Passage to read -
Origins: Burundi


Overview

COUNTRY PROFILE


Size - 27,830 sq km

Capital City - Bujumbura

Main Port City - Landlocked country

Language/s Spoken - Kirundi (official), French (official), English (official)


PRODUCER PROFILE


Population Involved in Coffee - 700,000

Average Farm Size - <0>

Bags Exported Annually - 160,000 bags


COFFEE PROFILE


Growing Regions - Gitega, Karuzi, Kayanza, Kirundo, Muyinga, Ngozi

Common Varieties - Bourbon, French Mission Bourbon, Jackson, Mibirzi

Processing Method/s - Washed, some Natural

Bag Size - 60 kg

Harvest Period - March– July

Typical Arrival - October–December

CAFE IMPORTS + BURUNDI

We have been visiting this tiny country (barely the size of Maryland) since 2006, cupping coffees from more than 50 different washing stations, trying to figure out what makes Burundi coffee so special, and so different—even from relatively nearby Rwanda, the country with which it’s most often paired and compared. Logistically, sourcing microlots here (and getting them out of the country) is difficult: It’s a landlocked country, one of the poorest in the world, and still burdened by a history of political unrest thanks to a brutal colonial history and the aftershocks that will, like any colonial history, be felt for generations to come.

The coffee, though? It’s worth it.

Work instruction - Copy the passage of the Burundi coffee profile from "Processing Method/s - Washed, some" up to and including "It’s worth it.".

Raw data -
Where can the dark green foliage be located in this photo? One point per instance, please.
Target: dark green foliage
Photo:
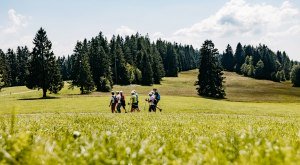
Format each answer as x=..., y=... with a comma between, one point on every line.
x=81, y=74
x=227, y=59
x=100, y=64
x=259, y=70
x=295, y=76
x=239, y=57
x=13, y=67
x=22, y=58
x=247, y=68
x=171, y=64
x=210, y=79
x=2, y=83
x=147, y=73
x=4, y=68
x=263, y=63
x=43, y=70
x=157, y=67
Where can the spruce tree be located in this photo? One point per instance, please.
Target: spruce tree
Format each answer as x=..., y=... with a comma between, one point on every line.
x=2, y=83
x=259, y=70
x=44, y=72
x=22, y=58
x=147, y=73
x=122, y=75
x=157, y=66
x=81, y=73
x=172, y=61
x=13, y=67
x=210, y=79
x=100, y=66
x=295, y=76
x=239, y=57
x=228, y=59
x=4, y=66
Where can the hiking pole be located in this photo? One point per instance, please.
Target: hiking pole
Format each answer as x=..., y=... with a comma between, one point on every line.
x=144, y=105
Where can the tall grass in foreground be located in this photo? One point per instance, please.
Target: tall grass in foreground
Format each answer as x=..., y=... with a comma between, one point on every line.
x=142, y=138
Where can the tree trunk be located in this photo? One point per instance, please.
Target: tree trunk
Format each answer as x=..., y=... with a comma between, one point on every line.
x=44, y=92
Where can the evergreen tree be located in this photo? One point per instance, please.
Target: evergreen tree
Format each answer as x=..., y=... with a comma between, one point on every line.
x=22, y=58
x=259, y=70
x=4, y=68
x=81, y=73
x=210, y=79
x=295, y=76
x=147, y=73
x=43, y=70
x=247, y=68
x=228, y=59
x=100, y=66
x=239, y=57
x=157, y=66
x=171, y=61
x=13, y=67
x=2, y=83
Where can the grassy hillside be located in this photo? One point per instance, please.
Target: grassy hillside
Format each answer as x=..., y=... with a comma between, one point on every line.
x=258, y=123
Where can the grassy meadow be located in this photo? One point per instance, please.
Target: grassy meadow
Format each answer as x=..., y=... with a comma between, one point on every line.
x=258, y=123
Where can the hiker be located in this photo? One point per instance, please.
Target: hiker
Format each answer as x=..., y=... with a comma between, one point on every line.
x=113, y=102
x=151, y=100
x=157, y=99
x=123, y=103
x=134, y=102
x=118, y=102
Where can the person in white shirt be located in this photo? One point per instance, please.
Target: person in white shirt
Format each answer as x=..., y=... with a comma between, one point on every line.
x=151, y=101
x=119, y=102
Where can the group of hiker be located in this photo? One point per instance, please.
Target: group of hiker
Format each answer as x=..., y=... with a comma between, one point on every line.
x=117, y=101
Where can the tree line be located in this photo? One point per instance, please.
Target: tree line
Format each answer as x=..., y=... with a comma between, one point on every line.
x=258, y=62
x=96, y=64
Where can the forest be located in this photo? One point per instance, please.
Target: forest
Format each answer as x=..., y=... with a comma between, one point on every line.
x=99, y=63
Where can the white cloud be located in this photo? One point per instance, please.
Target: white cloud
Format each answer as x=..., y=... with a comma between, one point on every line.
x=16, y=22
x=125, y=30
x=241, y=21
x=12, y=34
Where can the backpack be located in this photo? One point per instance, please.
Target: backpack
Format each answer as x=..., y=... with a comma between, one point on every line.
x=157, y=96
x=115, y=99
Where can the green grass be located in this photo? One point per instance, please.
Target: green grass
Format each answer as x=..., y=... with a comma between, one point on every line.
x=258, y=123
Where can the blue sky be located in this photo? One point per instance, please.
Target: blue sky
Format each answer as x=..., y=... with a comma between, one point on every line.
x=272, y=22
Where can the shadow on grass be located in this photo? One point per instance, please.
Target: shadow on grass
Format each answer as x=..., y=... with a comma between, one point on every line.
x=40, y=98
x=213, y=98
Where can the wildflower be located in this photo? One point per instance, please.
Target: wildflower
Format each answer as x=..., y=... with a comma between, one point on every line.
x=76, y=134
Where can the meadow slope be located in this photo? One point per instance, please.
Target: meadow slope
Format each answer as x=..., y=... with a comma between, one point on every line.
x=258, y=123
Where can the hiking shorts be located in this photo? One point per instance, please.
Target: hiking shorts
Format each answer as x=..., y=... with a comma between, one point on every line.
x=152, y=108
x=113, y=107
x=119, y=108
x=134, y=105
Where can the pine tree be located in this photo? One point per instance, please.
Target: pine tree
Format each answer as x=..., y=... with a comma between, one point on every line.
x=157, y=67
x=147, y=73
x=4, y=68
x=81, y=73
x=100, y=66
x=259, y=70
x=210, y=77
x=228, y=59
x=22, y=58
x=295, y=76
x=43, y=70
x=239, y=57
x=13, y=65
x=2, y=83
x=122, y=75
x=172, y=62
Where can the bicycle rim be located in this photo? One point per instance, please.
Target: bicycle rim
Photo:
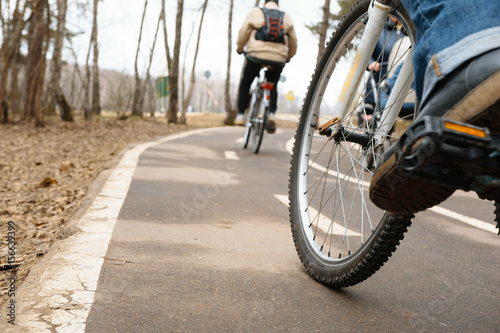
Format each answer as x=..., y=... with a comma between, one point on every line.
x=340, y=236
x=260, y=119
x=248, y=129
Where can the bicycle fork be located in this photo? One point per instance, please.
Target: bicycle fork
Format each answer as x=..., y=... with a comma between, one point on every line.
x=377, y=18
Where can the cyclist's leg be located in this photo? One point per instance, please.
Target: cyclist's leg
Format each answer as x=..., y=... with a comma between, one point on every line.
x=273, y=76
x=457, y=76
x=250, y=72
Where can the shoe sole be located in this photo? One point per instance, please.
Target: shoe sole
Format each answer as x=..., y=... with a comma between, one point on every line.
x=406, y=196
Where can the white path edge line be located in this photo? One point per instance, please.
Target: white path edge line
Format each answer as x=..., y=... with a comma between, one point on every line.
x=231, y=155
x=436, y=209
x=323, y=222
x=71, y=277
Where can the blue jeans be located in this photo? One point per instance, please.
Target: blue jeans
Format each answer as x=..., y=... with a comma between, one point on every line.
x=449, y=33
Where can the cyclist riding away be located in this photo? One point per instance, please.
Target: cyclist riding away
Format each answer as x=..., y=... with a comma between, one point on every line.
x=270, y=39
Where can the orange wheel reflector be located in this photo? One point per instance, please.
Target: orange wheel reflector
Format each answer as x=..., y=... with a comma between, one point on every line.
x=465, y=129
x=267, y=85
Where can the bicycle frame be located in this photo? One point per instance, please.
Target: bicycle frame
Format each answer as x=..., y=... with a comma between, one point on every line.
x=378, y=16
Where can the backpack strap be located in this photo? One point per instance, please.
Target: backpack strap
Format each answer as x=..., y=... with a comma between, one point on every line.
x=265, y=33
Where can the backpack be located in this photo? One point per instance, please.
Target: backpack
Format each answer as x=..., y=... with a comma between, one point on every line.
x=272, y=30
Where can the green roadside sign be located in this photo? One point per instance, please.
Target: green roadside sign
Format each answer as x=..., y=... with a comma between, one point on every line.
x=162, y=87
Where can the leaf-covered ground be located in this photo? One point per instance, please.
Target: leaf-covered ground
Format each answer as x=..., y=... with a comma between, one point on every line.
x=45, y=174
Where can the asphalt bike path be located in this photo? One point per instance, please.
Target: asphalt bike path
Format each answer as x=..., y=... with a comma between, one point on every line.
x=191, y=234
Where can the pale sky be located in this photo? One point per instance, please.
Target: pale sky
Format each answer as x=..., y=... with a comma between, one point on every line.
x=119, y=22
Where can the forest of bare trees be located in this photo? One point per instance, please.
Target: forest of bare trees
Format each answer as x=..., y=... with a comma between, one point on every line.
x=36, y=84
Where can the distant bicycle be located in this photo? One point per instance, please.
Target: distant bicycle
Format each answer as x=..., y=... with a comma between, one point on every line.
x=258, y=113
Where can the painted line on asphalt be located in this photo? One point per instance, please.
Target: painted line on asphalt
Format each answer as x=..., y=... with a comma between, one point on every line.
x=322, y=221
x=231, y=155
x=465, y=219
x=436, y=209
x=65, y=292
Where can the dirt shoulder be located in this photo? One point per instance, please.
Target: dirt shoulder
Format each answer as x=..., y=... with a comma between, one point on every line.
x=46, y=173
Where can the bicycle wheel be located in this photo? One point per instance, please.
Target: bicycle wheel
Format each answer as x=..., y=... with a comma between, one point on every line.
x=340, y=236
x=259, y=122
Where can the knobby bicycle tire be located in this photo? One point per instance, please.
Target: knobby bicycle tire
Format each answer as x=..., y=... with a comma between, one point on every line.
x=321, y=193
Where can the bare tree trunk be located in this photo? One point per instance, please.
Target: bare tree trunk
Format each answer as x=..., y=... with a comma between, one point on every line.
x=137, y=103
x=189, y=95
x=165, y=36
x=147, y=80
x=96, y=96
x=324, y=28
x=35, y=62
x=174, y=70
x=186, y=47
x=9, y=48
x=87, y=111
x=54, y=93
x=230, y=112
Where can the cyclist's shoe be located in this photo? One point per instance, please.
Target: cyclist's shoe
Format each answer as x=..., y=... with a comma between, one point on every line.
x=271, y=123
x=240, y=120
x=469, y=95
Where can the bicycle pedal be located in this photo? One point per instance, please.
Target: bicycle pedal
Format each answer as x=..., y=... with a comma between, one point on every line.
x=497, y=215
x=431, y=140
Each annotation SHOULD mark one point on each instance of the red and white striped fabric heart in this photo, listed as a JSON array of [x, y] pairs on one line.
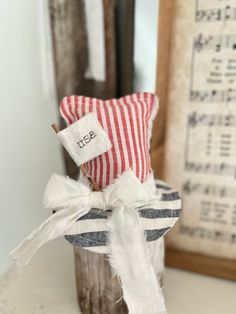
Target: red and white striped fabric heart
[[128, 123]]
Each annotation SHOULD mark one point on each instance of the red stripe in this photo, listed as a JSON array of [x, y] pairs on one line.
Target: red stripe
[[117, 127], [66, 116], [141, 177], [114, 157], [125, 129], [101, 183], [126, 101]]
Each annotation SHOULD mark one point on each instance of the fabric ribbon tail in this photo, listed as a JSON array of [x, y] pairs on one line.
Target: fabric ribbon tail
[[130, 260], [54, 227]]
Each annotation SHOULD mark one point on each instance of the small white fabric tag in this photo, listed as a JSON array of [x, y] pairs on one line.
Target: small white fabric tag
[[85, 139]]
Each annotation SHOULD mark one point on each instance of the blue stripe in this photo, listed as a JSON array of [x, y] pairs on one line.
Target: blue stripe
[[151, 213], [95, 239]]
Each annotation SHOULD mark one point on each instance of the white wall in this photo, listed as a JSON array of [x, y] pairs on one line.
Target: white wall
[[29, 149], [145, 44]]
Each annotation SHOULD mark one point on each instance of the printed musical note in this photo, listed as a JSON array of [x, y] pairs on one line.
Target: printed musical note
[[211, 168], [215, 235], [214, 42], [227, 13], [198, 119], [208, 189], [213, 96]]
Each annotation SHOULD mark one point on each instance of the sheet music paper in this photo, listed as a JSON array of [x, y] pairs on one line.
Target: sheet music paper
[[201, 126]]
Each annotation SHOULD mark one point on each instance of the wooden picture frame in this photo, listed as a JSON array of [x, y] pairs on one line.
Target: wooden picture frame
[[175, 257]]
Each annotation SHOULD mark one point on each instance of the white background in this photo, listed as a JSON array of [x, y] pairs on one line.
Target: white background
[[29, 149], [30, 154]]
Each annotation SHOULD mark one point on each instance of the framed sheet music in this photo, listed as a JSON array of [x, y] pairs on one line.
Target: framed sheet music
[[197, 142]]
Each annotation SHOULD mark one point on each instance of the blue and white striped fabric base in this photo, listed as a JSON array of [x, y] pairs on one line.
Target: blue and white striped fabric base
[[91, 231]]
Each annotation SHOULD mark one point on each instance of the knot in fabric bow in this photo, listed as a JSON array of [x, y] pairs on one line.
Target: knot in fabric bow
[[70, 200]]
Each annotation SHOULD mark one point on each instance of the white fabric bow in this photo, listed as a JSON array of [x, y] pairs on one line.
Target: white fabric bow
[[128, 252]]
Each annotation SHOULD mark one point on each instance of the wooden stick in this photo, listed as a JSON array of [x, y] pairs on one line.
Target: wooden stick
[[82, 167]]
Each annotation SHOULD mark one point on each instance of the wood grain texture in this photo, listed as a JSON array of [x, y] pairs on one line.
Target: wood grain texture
[[212, 266], [98, 290], [218, 267], [163, 60]]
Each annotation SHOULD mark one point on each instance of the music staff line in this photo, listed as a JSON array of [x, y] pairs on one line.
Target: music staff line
[[204, 119], [215, 235], [213, 169], [214, 42], [227, 13], [208, 189], [213, 96]]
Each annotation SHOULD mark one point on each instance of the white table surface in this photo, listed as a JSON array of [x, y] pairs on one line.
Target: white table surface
[[47, 286]]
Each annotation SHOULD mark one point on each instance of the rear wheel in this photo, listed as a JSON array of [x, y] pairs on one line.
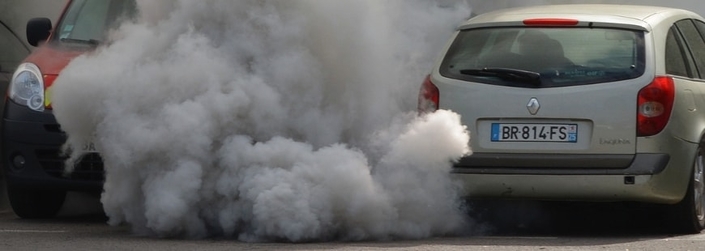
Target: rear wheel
[[35, 204], [688, 216]]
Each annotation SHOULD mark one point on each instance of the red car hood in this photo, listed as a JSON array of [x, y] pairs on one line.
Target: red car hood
[[51, 59]]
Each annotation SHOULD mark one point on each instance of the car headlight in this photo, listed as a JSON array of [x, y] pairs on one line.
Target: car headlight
[[27, 87]]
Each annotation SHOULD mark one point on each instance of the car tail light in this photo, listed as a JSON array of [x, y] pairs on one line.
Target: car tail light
[[655, 104], [428, 96], [551, 22]]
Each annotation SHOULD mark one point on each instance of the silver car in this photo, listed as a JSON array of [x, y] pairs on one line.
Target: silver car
[[580, 103]]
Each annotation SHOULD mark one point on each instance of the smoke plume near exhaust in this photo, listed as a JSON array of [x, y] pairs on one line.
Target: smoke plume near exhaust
[[271, 120]]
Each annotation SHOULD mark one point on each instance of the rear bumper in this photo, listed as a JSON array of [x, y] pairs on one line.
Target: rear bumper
[[639, 164], [35, 139], [651, 178]]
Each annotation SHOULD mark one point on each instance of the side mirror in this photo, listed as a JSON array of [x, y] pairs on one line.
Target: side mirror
[[38, 29]]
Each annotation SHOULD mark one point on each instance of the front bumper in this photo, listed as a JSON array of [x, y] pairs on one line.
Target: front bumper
[[31, 153]]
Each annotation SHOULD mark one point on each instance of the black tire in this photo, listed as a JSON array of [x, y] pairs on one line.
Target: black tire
[[688, 216], [35, 204]]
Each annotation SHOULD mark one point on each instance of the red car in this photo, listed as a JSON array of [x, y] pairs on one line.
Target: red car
[[31, 137]]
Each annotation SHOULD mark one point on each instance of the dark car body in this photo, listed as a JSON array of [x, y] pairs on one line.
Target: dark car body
[[32, 156]]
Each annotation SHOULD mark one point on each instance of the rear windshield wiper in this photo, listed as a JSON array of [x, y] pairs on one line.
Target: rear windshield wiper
[[506, 74], [81, 41]]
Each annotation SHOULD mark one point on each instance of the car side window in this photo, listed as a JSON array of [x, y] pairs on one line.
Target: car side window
[[695, 43], [675, 54]]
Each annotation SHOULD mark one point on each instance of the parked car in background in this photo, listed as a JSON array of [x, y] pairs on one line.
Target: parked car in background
[[580, 103], [12, 52], [31, 137]]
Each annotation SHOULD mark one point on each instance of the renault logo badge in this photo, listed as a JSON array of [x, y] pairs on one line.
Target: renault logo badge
[[533, 106]]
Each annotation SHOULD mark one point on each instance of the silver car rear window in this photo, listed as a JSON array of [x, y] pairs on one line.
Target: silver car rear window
[[545, 57]]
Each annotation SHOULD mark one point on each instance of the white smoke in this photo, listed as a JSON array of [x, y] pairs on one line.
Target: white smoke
[[271, 120]]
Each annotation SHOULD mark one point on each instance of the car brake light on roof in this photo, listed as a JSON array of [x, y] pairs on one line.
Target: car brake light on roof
[[551, 22], [655, 103], [428, 96]]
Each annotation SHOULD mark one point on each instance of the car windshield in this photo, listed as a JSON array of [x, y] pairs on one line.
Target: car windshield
[[560, 56], [87, 21], [12, 51]]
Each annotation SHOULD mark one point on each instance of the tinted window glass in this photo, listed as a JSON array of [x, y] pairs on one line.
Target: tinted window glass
[[562, 56], [90, 19], [12, 51], [675, 55], [695, 43]]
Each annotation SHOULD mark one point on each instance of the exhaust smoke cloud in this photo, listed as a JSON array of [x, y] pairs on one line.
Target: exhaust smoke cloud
[[270, 120]]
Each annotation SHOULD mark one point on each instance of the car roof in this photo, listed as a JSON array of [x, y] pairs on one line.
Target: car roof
[[615, 15]]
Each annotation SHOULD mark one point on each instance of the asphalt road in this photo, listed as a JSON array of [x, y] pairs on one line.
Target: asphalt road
[[504, 226]]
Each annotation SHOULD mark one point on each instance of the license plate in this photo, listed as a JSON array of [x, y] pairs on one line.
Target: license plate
[[513, 132]]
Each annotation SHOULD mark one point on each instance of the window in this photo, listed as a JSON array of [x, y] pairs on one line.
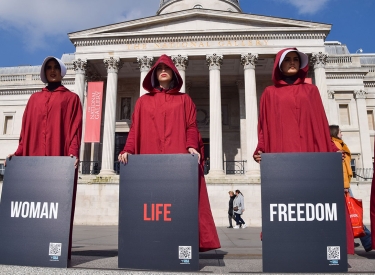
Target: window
[[344, 114], [8, 125], [370, 117]]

Response to this exercise -
Processing Method/s - Washed, some Natural

Bag Size - 60 kg

Harvest Period - March– July

Typical Arrival - October–December

CAFE IMPORTS + BURUNDI

We have been visiting this tiny country (barely the size of Maryland) since 2006, cupping coffees from more than 50 different washing stations, trying to figure out what makes Burundi coffee so special, and so different—even from relatively nearby Rwanda, the country with which it’s most often paired and compared. Logistically, sourcing microlots here (and getting them out of the country) is difficult: It’s a landlocked country, one of the poorest in the world, and still burdened by a history of political unrest thanks to a brutal colonial history and the aftershocks that will, like any colonial history, be felt for generations to come.

The coffee, though? It’s worth it.